┌─ Data supplied

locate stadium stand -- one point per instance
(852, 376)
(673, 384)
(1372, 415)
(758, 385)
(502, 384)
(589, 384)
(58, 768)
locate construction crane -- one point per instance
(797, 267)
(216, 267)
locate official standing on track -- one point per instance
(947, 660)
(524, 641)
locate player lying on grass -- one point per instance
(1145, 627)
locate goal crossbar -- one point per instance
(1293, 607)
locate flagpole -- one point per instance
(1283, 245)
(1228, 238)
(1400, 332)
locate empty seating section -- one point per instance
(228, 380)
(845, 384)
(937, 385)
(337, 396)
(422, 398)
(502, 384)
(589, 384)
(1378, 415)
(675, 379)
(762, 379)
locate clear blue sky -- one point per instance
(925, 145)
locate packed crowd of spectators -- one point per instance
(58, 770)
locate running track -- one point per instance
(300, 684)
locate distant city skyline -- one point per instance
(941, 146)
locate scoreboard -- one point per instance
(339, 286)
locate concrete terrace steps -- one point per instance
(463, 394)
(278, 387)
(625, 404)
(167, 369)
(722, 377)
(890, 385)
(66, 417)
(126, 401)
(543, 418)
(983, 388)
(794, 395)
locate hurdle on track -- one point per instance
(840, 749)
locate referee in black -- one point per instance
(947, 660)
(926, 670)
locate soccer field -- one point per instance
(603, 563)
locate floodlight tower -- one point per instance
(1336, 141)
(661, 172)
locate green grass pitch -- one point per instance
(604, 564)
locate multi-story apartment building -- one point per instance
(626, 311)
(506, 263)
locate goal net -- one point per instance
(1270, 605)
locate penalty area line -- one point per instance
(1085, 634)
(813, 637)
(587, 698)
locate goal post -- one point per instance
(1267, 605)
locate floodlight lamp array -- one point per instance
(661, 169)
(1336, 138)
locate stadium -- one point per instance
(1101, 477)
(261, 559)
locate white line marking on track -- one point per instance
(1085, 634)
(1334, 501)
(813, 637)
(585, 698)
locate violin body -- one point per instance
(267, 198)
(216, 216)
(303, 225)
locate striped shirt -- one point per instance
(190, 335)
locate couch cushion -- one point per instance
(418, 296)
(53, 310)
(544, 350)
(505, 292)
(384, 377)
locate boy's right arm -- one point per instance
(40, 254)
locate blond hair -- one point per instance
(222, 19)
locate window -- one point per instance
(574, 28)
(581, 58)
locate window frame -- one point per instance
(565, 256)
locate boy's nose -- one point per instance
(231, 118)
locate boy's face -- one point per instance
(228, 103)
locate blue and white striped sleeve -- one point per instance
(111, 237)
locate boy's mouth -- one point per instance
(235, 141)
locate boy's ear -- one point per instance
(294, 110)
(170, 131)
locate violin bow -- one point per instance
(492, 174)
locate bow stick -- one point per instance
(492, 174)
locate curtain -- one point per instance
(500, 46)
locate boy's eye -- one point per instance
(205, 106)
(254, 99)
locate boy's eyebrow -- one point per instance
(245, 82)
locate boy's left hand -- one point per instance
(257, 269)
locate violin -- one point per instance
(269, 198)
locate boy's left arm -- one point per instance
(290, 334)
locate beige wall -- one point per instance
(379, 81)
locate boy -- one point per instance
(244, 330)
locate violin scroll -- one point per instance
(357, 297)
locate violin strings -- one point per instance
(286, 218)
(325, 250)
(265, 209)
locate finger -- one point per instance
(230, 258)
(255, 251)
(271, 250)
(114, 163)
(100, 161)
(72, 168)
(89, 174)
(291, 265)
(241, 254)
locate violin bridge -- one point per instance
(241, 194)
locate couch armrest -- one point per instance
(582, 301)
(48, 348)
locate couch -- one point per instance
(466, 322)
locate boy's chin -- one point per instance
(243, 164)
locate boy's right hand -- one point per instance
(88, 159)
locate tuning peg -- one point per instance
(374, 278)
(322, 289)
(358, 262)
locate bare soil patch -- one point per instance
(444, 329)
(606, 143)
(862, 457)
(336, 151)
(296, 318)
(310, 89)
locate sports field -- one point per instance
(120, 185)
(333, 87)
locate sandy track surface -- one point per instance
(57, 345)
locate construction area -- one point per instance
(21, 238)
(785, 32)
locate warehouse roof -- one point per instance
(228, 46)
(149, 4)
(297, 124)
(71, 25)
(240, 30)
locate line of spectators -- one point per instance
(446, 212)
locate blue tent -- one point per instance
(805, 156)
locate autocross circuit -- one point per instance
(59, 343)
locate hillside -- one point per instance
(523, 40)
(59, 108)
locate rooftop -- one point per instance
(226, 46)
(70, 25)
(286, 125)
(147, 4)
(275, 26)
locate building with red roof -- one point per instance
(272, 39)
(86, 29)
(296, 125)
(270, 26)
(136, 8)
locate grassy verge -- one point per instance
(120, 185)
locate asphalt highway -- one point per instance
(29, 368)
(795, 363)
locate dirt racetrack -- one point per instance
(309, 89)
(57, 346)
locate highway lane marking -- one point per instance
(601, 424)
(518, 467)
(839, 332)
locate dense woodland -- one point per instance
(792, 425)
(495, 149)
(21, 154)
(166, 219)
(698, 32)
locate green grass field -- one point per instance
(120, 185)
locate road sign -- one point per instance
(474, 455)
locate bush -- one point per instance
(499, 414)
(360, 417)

└─

**Short exercise**
Repeat, character for character, the lines from the one that holds "locate violin bridge" to the final line of the material, inclusive, and no other lines.

**Result of the task**
locate violin bridge -- one point per instance
(241, 194)
locate couch armrest -- one point per instance
(582, 301)
(48, 348)
locate couch -- one point per instance
(466, 322)
locate boy's chin -- one point per instance
(243, 164)
locate boy's right hand -- one point per instance
(88, 159)
locate tuning peg -- one point per instance
(374, 278)
(322, 289)
(358, 262)
locate bare soil patch -- one point per instance
(444, 329)
(606, 143)
(862, 457)
(336, 151)
(296, 318)
(310, 89)
locate sports field -- one point per instance
(120, 185)
(333, 87)
locate sandy track surface -- one point per instance
(57, 345)
locate construction area -- one point per instance
(21, 238)
(785, 32)
locate warehouse roof -- one point per instance
(228, 46)
(149, 4)
(297, 124)
(71, 25)
(240, 30)
locate line of spectators -- one point per instance
(446, 212)
locate blue tent -- one point per instance
(805, 156)
locate autocross circuit -- one point per instance
(59, 343)
locate hillside -- one point per instance
(523, 40)
(59, 108)
locate rooftop -- one point per instance
(226, 46)
(70, 25)
(286, 125)
(147, 4)
(275, 26)
locate building with red roof -- one point per instance
(272, 39)
(86, 29)
(296, 125)
(270, 26)
(136, 8)
locate grassy verge -- one point per instance
(120, 185)
locate asphalt highway -- one point per instance
(29, 368)
(795, 363)
locate dirt racetrack -- one point per instance
(309, 89)
(57, 346)
locate highway lane marking -- one point per instance
(601, 424)
(518, 467)
(839, 332)
locate dense woodland -- one point per instance
(792, 425)
(495, 149)
(21, 154)
(166, 219)
(698, 32)
locate green grass field -- one point per instance
(120, 185)
locate road sign -- one point per instance
(474, 455)
locate bush -- one point per instance
(499, 414)
(360, 417)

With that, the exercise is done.